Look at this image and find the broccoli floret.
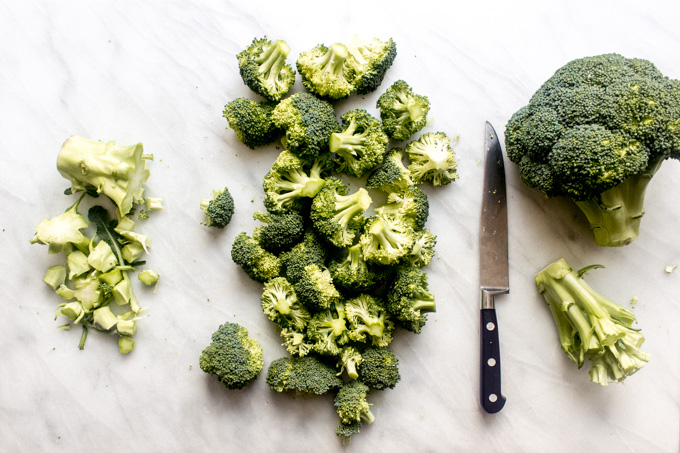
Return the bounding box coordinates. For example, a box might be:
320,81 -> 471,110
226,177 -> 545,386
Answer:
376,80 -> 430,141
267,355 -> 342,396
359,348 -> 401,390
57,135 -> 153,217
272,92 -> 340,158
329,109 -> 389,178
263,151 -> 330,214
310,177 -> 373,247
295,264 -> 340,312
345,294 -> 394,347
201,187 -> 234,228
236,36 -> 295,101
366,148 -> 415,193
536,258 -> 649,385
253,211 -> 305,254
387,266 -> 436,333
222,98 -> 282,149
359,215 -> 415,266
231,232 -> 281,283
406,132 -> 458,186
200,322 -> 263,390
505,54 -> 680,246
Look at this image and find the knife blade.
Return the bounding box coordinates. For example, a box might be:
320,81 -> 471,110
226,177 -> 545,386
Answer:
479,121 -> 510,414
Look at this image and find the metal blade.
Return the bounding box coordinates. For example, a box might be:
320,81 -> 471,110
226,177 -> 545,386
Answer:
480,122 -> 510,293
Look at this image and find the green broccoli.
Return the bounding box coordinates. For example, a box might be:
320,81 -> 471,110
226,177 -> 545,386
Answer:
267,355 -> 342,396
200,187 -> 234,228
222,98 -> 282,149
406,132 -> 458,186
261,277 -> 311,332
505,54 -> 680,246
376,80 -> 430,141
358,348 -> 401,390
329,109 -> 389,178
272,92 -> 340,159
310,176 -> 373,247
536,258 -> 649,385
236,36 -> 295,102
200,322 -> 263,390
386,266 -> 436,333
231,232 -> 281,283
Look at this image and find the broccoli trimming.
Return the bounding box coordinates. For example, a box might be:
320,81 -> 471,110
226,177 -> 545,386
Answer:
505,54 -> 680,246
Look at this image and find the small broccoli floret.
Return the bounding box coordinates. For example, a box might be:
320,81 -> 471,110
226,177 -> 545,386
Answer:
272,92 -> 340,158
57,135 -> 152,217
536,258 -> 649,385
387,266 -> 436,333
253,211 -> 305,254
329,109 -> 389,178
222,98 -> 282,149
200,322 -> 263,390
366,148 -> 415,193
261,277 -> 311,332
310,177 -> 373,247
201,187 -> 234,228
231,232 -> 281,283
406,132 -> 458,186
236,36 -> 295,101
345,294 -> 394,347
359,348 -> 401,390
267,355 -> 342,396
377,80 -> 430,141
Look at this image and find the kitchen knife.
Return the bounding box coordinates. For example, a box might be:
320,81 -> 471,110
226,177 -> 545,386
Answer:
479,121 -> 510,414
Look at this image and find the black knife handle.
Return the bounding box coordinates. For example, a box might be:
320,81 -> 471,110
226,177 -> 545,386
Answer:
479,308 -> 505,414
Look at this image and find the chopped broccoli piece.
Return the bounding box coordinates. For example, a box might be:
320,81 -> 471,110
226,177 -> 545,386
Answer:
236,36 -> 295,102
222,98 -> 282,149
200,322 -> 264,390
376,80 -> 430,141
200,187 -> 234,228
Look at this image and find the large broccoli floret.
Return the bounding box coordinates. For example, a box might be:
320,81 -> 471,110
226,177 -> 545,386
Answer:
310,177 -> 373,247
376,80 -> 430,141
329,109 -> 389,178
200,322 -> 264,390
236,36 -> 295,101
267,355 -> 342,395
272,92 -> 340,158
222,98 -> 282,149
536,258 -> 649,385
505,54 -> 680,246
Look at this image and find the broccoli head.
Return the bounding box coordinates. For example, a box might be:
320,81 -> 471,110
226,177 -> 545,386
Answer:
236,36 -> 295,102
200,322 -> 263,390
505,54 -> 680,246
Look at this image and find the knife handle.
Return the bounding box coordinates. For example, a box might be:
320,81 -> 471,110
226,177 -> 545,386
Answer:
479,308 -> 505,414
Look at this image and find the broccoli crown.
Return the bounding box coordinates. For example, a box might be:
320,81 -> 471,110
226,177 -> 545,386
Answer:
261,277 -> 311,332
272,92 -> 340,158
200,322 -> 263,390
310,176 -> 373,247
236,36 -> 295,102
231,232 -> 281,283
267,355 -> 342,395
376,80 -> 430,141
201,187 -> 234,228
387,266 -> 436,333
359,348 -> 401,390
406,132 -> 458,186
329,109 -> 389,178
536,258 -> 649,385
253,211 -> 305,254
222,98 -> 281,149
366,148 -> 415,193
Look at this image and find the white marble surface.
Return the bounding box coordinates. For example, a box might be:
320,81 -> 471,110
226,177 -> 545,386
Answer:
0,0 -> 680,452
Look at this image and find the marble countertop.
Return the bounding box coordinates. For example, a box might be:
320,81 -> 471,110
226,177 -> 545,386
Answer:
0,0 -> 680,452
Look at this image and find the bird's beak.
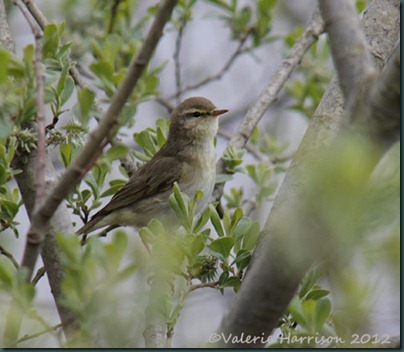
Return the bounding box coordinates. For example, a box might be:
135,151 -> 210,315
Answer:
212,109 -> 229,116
...
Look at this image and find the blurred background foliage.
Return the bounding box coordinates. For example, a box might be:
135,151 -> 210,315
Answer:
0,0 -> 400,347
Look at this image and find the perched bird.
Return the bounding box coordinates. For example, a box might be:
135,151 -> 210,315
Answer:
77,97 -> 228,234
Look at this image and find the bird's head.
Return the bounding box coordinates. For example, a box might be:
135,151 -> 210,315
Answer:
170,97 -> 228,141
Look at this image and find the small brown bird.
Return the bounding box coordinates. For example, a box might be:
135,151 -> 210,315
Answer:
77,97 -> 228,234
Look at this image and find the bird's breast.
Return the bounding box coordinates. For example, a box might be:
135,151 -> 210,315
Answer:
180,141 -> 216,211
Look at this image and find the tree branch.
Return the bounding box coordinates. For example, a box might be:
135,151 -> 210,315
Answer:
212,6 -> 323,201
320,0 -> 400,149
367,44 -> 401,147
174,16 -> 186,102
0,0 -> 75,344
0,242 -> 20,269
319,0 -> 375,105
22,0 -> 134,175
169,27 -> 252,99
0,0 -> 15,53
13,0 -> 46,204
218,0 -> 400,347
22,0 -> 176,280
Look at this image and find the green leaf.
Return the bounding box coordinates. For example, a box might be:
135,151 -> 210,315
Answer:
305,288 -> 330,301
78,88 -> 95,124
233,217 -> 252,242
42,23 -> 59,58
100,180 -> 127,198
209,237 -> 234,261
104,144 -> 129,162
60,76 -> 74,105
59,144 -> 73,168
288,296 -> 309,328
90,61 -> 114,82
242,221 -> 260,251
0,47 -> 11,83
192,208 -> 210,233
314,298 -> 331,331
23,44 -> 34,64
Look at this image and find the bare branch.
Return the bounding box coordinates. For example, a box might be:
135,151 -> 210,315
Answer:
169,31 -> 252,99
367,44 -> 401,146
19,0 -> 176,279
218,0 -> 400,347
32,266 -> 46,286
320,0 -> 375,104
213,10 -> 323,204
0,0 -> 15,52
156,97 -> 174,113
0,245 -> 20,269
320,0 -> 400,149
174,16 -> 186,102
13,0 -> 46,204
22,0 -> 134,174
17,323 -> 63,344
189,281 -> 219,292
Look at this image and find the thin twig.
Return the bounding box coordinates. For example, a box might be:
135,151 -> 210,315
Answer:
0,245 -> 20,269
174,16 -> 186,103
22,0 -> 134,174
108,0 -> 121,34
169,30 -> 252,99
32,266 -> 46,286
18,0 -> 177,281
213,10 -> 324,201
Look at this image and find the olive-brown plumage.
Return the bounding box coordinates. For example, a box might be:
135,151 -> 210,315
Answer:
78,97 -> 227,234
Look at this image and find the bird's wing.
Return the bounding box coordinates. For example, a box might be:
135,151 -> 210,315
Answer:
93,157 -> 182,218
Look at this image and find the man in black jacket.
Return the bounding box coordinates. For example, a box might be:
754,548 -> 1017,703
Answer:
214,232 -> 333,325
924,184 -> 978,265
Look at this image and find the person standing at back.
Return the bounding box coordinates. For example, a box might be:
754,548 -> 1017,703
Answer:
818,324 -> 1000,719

Aim of the task: Can you give the records again, starting with the line containing "Look at this image and find the knife blade." and ending with the line containing "480,122 -> 510,293", but swap "blade" for "edge" and change nothing else?

The response:
Look at this image and find the knife edge.
Return the bounding box coordinates. For example, a box might be:
320,81 -> 471,110
226,177 -> 545,386
Answer:
479,121 -> 510,414
Look at this image and find the metal edge.
Return the bounding box coordinates. For example, a box might be:
320,81 -> 471,110
226,177 -> 545,386
Answer:
480,122 -> 510,293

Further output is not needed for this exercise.